— BEGIN Dataset rows —
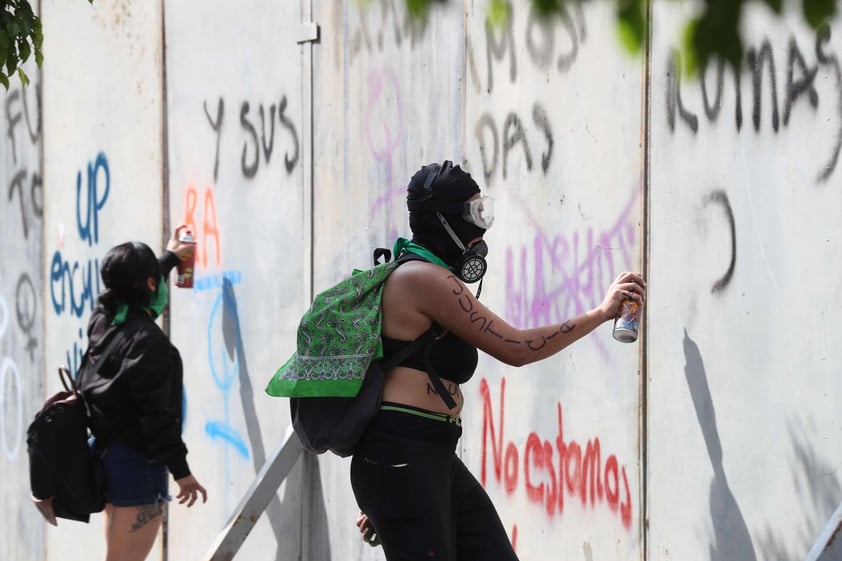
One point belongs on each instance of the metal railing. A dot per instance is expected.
(256, 499)
(828, 546)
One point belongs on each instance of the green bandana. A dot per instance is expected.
(402, 245)
(156, 305)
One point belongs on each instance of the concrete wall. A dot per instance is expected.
(716, 436)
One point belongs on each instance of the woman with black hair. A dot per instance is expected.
(134, 387)
(416, 496)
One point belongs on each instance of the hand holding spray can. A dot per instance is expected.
(627, 321)
(187, 262)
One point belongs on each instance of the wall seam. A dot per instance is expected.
(644, 347)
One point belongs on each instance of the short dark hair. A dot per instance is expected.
(125, 270)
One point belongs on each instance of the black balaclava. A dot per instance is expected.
(443, 183)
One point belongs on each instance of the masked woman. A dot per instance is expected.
(135, 392)
(416, 496)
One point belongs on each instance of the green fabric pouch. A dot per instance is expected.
(338, 338)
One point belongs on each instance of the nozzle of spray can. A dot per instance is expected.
(187, 262)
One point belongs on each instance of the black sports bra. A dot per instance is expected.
(452, 358)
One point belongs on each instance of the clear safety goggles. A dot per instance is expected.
(479, 212)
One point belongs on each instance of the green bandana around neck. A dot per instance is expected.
(156, 304)
(403, 244)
— END Dataset rows —
▶ [What is required]: Please rewrite the part of the records that begins with the line containing "One point belongs on each instance of the nozzle" and runs through the end of the records, substituting "mark" for every "dot" and leaving everything else the same.

▶ [Reply]:
One point belongs on each instance of the nozzle of spray can. A mark per instance is expected.
(187, 262)
One point belongs on each instance of the black sports bra. A mark per instance is expected.
(452, 358)
One point belongs on each instance of the clear safety goggles. A mark per instance is expected.
(479, 212)
One point belongs on each instance of the green bandana around neck. A mark per instance is expected.
(156, 304)
(403, 244)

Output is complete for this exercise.